_What you have to do_
Rewrite only the part of the entries that opens with the line containing "Thank you for the photo. Could you please identify the tree" and runs to the end of the entries. Swap "tree line" for "tree canopy" and leave every other character unchanged.

───── Extracted information ─────

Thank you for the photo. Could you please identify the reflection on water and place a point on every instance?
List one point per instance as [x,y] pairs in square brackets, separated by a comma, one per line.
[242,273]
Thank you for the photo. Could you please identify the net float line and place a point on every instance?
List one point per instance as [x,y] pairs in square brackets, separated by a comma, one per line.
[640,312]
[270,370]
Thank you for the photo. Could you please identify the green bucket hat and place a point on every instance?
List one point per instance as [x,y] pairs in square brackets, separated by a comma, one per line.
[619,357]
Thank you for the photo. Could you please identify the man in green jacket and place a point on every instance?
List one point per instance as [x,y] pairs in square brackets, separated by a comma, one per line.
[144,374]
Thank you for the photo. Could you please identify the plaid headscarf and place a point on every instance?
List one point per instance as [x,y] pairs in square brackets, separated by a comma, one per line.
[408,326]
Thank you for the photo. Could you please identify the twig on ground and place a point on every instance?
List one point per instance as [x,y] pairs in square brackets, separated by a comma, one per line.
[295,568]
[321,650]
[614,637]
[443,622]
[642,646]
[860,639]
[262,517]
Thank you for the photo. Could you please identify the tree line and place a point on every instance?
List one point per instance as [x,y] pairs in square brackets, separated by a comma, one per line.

─────

_Reply to the exercise_
Thank you for the photo. Could you please identify the tree canopy and place a point on every instance?
List one point per instance as [x,y] pairs in square brackets, separated by a comma, one per line.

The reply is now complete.